## The request
Below is a set of entries. Reproduce exactly the lines from the one containing "target: **yellow jacket**" through the end, both included.

[Start Supplied records]

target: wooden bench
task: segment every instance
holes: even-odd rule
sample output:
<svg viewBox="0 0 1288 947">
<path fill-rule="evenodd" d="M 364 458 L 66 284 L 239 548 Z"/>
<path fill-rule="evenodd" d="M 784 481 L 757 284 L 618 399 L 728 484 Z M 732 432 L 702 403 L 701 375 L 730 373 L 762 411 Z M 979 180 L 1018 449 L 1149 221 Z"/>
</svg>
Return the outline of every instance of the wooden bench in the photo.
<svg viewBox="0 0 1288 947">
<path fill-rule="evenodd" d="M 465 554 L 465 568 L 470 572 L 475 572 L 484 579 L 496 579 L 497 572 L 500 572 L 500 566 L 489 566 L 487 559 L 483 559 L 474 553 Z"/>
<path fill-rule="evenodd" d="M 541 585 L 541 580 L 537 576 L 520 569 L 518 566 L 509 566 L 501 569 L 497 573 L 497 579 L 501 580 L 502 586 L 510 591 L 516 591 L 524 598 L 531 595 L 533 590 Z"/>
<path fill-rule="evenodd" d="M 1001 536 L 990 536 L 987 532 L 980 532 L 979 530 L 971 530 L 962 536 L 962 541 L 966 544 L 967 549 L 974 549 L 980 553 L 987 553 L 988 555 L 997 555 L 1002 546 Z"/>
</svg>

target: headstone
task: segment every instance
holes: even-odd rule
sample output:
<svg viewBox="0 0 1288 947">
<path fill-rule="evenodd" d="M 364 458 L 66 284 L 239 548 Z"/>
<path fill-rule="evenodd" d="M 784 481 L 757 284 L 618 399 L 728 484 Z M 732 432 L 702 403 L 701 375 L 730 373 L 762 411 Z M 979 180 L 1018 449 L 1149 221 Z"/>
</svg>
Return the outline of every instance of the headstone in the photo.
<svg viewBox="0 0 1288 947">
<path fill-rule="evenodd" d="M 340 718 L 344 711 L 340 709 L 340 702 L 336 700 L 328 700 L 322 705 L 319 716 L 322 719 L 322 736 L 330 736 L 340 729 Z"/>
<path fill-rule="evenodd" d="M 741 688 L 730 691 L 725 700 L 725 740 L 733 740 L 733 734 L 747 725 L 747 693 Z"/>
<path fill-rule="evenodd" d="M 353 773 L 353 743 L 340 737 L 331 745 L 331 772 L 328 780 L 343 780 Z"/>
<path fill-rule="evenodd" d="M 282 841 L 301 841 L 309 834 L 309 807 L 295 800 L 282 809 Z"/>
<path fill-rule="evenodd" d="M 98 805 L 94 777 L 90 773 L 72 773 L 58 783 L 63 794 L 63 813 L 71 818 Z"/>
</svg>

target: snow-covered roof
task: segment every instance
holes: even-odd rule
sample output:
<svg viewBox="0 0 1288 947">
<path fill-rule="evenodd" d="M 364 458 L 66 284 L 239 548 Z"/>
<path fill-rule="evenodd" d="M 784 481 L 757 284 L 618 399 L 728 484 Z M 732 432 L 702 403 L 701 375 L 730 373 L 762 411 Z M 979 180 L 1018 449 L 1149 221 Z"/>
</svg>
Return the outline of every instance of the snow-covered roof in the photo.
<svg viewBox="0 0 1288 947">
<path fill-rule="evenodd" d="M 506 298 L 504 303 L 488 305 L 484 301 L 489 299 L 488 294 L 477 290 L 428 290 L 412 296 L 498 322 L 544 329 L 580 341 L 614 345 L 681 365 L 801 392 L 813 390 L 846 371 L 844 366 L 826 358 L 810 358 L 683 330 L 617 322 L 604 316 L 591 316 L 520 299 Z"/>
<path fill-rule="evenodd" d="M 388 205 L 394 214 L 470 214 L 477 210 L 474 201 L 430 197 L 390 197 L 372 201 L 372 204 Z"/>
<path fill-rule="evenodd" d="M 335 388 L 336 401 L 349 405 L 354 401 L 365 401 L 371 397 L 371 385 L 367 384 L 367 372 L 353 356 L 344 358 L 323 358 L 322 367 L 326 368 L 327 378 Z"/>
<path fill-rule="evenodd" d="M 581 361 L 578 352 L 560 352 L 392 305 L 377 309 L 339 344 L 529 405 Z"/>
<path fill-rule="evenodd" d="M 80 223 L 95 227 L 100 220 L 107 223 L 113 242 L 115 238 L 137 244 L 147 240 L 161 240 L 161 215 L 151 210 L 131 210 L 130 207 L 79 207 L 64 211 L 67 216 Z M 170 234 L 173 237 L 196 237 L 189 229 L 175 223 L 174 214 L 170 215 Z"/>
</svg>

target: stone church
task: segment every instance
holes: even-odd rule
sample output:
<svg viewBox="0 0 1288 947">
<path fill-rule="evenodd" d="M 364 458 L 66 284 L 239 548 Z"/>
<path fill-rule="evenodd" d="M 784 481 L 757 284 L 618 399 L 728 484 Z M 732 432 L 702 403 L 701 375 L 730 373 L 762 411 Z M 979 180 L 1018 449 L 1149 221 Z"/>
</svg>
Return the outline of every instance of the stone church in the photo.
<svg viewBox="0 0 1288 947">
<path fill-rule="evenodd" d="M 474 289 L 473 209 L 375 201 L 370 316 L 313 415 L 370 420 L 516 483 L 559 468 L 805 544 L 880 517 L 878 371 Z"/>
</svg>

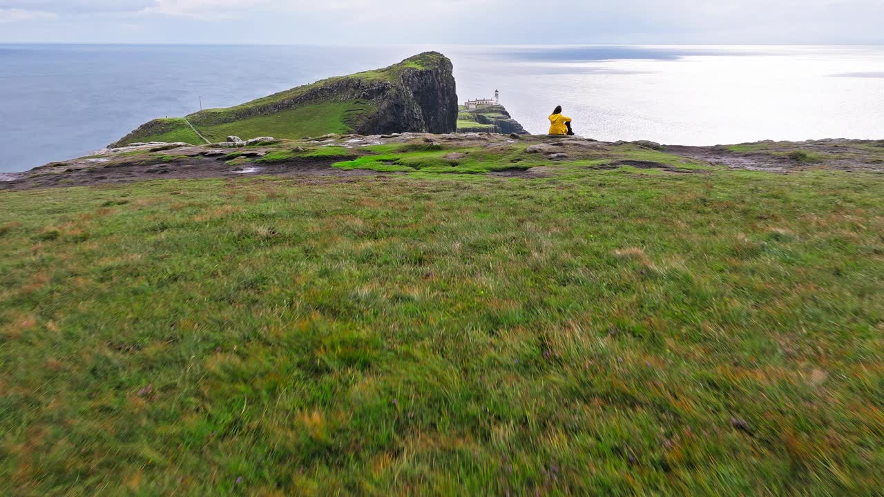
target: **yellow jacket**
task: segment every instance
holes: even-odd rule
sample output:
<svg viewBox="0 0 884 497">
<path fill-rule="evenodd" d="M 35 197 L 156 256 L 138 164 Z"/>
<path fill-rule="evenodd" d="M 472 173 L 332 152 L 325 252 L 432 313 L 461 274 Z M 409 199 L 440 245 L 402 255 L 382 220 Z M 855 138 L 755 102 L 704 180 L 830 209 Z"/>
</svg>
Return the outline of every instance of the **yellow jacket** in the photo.
<svg viewBox="0 0 884 497">
<path fill-rule="evenodd" d="M 567 118 L 561 114 L 552 114 L 550 116 L 550 134 L 568 134 L 568 126 L 565 123 L 571 122 L 571 118 Z"/>
</svg>

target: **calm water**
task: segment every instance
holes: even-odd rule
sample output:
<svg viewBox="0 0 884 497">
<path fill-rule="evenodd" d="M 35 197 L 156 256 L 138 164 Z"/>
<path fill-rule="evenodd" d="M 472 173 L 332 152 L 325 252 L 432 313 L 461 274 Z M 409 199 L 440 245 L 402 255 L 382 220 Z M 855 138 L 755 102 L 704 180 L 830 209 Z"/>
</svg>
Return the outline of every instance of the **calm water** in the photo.
<svg viewBox="0 0 884 497">
<path fill-rule="evenodd" d="M 599 140 L 884 138 L 884 47 L 0 45 L 0 172 L 85 155 L 144 121 L 385 66 L 454 62 L 531 133 L 557 104 Z"/>
</svg>

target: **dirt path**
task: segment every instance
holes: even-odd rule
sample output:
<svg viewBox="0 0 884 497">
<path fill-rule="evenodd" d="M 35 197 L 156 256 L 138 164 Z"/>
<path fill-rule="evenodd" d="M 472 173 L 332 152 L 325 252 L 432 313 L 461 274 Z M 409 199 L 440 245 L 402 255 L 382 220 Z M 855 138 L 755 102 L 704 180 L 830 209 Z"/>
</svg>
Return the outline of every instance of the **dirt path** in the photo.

[End Supplied records]

## Response
target: **yellow jacket**
task: segment every instance
holes: even-odd rule
sample output:
<svg viewBox="0 0 884 497">
<path fill-rule="evenodd" d="M 35 197 L 156 256 L 138 164 Z"/>
<path fill-rule="evenodd" d="M 472 173 L 332 152 L 325 252 L 432 313 L 461 274 Z M 409 199 L 440 245 L 402 255 L 382 220 Z M 855 138 L 755 102 L 704 180 L 830 209 Z"/>
</svg>
Return the outline of every instance of the **yellow jacket** in the photo.
<svg viewBox="0 0 884 497">
<path fill-rule="evenodd" d="M 567 118 L 561 114 L 552 114 L 550 116 L 550 134 L 568 134 L 568 126 L 565 123 L 571 122 L 571 118 Z"/>
</svg>

target: **calm water**
task: segment every instance
holes: even-odd rule
sample output:
<svg viewBox="0 0 884 497">
<path fill-rule="evenodd" d="M 35 197 L 156 256 L 138 164 Z"/>
<path fill-rule="evenodd" d="M 472 173 L 332 152 L 325 252 L 432 313 L 461 274 Z M 409 199 L 440 245 L 402 255 L 382 220 Z M 855 138 L 755 102 L 704 180 L 830 209 Z"/>
</svg>
Return the outline of every instance of the **calm water** in the photo.
<svg viewBox="0 0 884 497">
<path fill-rule="evenodd" d="M 599 140 L 884 138 L 884 47 L 0 45 L 0 172 L 85 155 L 144 121 L 385 66 L 454 62 L 531 133 L 557 104 Z"/>
</svg>

target: **dirt path**
task: segment every instance
holes: even-odd rule
sample output:
<svg viewBox="0 0 884 497">
<path fill-rule="evenodd" d="M 35 197 L 156 256 L 138 164 Z"/>
<path fill-rule="evenodd" d="M 472 173 L 332 152 L 325 252 L 432 313 L 461 274 Z M 409 199 L 440 245 L 402 255 L 382 220 Z M 855 138 L 755 102 L 704 180 L 830 209 Z"/>
</svg>
Return the outline of every instance of the **dirt path** in the photo.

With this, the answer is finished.